[Region pointing data]
+ + + + +
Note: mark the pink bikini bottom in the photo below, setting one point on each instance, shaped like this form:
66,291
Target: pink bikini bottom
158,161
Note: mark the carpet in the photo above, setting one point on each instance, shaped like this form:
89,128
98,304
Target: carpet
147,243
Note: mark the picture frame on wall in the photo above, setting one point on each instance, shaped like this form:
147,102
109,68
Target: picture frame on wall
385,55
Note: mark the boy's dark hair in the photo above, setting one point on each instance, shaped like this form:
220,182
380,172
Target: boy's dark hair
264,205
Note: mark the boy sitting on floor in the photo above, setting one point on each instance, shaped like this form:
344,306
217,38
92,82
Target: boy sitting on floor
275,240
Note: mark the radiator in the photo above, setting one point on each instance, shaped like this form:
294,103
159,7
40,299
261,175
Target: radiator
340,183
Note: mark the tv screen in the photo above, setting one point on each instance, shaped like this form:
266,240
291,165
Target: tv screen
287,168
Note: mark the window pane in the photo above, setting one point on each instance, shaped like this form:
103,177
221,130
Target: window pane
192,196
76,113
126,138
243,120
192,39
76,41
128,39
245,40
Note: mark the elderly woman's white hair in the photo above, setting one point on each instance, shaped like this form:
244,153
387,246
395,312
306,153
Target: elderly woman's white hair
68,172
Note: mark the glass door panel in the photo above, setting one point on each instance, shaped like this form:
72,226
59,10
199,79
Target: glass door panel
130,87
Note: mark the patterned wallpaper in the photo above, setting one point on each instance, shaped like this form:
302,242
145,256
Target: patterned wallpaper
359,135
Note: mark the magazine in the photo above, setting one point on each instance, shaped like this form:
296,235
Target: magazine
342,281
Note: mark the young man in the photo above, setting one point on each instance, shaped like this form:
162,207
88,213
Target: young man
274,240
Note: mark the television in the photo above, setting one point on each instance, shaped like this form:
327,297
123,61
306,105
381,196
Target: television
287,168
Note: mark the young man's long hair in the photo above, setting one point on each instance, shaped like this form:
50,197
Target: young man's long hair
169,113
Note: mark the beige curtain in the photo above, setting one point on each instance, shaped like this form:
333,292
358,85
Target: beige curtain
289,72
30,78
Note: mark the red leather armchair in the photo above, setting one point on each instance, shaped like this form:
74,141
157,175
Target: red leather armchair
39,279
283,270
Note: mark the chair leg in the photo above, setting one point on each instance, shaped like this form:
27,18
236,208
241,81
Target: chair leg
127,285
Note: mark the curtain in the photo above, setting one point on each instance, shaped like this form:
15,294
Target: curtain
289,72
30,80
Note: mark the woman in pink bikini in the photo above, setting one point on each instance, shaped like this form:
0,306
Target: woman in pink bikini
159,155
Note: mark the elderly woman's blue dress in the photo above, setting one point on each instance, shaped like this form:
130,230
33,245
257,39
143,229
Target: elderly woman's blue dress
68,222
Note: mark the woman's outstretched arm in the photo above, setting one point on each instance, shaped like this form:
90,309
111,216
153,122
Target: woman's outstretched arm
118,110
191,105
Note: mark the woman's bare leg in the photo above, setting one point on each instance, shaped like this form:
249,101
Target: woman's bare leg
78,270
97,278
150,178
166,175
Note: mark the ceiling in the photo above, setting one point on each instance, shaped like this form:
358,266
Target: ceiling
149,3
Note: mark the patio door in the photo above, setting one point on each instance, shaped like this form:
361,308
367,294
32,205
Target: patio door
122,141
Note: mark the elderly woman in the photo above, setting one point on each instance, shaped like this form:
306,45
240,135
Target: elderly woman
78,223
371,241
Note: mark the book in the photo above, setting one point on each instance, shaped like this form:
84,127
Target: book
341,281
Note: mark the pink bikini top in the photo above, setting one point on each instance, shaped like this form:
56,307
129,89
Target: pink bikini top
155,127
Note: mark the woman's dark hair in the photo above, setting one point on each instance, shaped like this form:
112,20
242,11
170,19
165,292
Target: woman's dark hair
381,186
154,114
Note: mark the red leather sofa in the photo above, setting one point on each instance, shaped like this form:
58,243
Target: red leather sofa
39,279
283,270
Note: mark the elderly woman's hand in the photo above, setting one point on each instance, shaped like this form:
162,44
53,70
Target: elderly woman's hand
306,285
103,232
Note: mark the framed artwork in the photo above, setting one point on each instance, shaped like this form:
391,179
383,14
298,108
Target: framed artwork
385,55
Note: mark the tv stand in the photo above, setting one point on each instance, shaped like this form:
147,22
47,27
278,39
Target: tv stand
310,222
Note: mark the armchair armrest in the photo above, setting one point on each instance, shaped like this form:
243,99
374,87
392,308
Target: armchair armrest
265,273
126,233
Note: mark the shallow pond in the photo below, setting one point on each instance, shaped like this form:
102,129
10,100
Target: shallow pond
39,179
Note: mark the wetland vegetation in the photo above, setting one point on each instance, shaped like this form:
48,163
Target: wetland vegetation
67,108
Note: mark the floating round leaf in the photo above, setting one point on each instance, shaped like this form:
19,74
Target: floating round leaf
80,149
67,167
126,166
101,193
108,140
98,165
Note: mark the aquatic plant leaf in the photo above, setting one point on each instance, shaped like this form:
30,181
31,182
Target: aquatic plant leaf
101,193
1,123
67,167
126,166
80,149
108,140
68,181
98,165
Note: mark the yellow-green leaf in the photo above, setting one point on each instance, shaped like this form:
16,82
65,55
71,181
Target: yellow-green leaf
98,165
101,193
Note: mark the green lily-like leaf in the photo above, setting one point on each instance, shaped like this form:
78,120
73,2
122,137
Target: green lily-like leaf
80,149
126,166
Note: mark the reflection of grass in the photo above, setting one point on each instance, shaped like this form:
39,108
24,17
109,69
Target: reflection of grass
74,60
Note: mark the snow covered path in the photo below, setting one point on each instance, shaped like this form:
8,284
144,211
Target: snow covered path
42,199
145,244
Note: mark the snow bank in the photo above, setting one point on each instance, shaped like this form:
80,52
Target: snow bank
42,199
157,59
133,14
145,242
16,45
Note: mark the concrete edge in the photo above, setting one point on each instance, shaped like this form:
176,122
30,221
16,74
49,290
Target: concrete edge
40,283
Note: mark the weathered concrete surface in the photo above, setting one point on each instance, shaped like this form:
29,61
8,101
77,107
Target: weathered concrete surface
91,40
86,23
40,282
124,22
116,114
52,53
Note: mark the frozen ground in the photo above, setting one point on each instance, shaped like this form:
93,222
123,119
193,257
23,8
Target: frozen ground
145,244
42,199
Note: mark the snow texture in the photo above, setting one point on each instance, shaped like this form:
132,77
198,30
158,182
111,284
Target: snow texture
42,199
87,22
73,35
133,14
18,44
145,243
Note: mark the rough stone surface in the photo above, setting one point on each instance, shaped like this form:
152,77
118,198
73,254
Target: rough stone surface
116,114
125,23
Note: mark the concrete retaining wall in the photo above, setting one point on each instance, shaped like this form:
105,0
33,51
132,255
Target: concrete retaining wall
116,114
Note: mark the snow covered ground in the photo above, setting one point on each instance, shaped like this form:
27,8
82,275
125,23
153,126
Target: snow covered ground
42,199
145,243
+ + + + +
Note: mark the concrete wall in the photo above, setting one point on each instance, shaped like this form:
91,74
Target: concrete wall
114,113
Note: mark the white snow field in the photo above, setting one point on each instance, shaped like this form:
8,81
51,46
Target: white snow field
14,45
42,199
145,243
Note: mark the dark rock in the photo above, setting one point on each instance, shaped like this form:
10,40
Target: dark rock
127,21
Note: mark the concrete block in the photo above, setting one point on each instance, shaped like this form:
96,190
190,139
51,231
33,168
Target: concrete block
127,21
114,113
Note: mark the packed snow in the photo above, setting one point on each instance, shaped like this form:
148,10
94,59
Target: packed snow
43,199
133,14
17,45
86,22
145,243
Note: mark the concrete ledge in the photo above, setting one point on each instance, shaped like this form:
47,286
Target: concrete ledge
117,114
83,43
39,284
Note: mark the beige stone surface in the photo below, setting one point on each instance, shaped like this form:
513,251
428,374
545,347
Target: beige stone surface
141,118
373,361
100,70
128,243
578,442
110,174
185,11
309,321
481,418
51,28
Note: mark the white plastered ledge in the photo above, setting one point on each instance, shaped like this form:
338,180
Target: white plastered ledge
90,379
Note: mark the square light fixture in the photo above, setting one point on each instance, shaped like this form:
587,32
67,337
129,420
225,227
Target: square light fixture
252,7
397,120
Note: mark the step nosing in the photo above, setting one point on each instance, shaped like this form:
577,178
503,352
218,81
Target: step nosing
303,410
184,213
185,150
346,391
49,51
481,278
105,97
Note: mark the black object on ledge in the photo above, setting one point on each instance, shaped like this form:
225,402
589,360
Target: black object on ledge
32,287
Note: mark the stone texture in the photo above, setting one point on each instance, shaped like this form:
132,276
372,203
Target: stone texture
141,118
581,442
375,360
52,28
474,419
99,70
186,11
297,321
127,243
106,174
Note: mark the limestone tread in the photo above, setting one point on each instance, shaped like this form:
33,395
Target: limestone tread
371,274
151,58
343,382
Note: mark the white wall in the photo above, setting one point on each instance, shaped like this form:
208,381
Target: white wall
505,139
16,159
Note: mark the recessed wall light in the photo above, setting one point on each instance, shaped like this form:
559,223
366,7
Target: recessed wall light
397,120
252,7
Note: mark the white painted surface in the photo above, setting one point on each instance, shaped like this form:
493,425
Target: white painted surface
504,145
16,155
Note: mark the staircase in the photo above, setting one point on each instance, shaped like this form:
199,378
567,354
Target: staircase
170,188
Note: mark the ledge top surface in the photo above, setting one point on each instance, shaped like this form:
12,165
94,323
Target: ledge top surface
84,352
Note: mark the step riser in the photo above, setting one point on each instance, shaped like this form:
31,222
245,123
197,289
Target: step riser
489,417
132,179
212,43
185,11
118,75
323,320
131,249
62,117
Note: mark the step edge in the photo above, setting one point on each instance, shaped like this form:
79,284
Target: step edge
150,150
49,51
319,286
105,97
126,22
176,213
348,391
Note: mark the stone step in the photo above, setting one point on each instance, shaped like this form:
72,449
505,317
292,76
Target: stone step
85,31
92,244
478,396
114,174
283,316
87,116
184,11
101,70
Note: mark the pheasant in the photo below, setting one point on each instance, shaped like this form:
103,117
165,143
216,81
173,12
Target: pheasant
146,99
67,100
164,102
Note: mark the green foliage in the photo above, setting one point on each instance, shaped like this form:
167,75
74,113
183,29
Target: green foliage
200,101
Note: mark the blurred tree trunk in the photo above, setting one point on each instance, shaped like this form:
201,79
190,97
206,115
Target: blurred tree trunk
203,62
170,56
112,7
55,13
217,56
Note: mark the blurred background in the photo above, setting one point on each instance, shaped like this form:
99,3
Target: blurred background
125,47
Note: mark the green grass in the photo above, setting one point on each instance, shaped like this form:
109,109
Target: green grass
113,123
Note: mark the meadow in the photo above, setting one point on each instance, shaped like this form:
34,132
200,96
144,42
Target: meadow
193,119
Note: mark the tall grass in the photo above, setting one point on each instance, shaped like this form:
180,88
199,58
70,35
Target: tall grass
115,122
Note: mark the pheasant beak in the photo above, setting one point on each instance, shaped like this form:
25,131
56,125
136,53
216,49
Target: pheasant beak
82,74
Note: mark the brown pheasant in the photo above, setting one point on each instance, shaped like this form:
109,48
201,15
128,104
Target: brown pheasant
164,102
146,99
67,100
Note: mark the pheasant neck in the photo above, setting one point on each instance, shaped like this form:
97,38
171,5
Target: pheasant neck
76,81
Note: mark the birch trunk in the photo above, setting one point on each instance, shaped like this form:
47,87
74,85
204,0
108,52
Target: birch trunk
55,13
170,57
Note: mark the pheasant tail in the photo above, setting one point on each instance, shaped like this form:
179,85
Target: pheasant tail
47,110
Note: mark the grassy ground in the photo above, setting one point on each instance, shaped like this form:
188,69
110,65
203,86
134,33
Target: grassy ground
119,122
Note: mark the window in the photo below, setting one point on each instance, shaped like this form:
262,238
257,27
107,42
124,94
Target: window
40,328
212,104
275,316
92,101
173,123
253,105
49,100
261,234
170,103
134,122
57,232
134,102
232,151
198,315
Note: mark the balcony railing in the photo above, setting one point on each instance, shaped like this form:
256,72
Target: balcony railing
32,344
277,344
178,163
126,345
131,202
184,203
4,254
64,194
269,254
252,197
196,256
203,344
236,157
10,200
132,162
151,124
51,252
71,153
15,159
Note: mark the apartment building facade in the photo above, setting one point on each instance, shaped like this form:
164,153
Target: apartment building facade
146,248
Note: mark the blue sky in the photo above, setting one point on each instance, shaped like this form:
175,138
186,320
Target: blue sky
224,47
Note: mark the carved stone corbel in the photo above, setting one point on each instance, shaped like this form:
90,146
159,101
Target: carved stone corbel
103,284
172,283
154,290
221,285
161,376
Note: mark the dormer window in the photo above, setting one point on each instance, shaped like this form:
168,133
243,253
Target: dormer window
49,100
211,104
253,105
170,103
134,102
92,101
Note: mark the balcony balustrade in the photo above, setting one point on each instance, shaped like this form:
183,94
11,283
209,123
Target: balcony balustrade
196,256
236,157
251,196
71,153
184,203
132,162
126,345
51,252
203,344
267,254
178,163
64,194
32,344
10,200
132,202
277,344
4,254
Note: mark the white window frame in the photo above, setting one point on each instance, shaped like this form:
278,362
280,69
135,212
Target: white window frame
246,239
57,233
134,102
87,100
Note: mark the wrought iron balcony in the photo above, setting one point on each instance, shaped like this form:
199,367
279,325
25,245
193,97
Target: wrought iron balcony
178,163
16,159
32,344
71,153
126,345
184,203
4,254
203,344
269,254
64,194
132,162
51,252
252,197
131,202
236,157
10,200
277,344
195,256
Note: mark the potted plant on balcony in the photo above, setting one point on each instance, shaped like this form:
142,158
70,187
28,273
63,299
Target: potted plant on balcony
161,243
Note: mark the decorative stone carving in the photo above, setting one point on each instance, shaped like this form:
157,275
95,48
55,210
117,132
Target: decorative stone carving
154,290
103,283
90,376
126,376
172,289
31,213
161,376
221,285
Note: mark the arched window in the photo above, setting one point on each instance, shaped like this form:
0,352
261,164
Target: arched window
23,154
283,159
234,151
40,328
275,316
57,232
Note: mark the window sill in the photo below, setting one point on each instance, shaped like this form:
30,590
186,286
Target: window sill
+ + + + +
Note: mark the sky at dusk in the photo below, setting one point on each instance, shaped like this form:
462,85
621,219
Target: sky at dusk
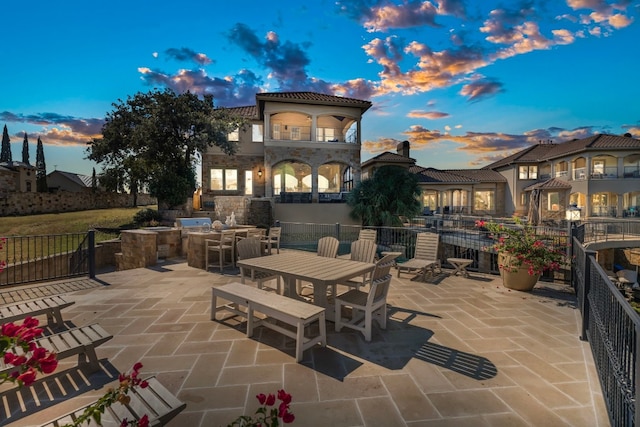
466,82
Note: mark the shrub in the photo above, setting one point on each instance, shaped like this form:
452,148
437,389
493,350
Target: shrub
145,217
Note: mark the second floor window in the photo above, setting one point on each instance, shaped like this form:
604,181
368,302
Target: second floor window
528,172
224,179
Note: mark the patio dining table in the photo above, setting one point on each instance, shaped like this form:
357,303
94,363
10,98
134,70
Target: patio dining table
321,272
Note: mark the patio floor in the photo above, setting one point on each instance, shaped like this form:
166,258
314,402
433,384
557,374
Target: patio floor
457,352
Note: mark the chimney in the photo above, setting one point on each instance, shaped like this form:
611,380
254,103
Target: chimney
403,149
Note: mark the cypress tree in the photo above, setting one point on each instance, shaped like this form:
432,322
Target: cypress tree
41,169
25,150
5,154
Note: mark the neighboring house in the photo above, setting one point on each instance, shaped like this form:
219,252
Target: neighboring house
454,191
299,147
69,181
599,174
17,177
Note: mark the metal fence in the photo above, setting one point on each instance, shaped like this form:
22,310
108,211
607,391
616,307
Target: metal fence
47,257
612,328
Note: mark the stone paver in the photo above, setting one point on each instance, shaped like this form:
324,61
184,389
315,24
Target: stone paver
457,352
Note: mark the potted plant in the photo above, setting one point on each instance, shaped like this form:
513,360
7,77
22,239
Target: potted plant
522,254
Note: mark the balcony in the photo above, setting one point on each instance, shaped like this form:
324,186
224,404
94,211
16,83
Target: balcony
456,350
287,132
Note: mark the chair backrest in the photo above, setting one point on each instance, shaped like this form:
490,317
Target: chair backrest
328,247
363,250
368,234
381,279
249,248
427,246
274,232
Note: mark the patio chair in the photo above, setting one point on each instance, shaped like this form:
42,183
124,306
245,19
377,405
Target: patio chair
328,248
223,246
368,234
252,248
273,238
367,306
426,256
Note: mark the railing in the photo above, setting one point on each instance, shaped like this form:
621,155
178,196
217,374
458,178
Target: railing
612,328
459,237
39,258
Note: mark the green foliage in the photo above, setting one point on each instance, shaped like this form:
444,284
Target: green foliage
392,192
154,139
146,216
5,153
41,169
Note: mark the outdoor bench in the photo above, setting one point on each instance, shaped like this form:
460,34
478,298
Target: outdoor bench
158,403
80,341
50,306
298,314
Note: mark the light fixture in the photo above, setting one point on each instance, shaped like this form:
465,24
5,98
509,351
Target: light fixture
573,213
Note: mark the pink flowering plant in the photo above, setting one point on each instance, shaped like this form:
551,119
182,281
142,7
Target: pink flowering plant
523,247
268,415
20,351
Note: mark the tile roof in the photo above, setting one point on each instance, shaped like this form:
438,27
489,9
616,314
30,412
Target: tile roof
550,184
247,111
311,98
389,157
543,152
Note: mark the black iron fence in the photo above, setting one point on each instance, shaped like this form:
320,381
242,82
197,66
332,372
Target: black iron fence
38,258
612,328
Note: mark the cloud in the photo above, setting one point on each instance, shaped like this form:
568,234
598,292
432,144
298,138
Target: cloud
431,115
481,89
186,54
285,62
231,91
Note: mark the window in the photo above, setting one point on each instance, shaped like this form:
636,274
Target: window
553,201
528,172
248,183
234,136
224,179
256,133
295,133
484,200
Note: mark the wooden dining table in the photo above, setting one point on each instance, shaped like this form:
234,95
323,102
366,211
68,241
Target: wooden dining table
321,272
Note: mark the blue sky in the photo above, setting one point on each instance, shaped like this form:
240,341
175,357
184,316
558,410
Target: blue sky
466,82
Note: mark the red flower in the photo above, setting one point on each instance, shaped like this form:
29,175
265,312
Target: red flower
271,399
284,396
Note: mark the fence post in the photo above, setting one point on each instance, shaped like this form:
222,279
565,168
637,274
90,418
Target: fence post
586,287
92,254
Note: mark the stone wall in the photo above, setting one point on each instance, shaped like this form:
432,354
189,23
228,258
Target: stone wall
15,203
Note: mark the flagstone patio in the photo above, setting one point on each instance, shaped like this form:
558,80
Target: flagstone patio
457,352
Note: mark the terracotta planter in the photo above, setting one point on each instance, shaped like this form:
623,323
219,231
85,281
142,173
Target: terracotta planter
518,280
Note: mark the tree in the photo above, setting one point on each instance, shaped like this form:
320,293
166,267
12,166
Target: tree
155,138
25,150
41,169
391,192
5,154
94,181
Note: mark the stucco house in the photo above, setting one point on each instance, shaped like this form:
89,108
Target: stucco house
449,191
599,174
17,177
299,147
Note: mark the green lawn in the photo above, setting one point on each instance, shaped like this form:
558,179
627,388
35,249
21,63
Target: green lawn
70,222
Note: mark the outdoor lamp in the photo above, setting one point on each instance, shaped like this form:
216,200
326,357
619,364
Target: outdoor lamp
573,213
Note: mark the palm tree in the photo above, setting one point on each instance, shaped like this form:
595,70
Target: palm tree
+ + + + +
* THE PROBLEM
Each line of the records that contains the string "sill" must be copied.

* EXERCISE OUTPUT
Note: mark the window sill in the photo below, setting one point on each instance, shaped like this form:
Target: window sill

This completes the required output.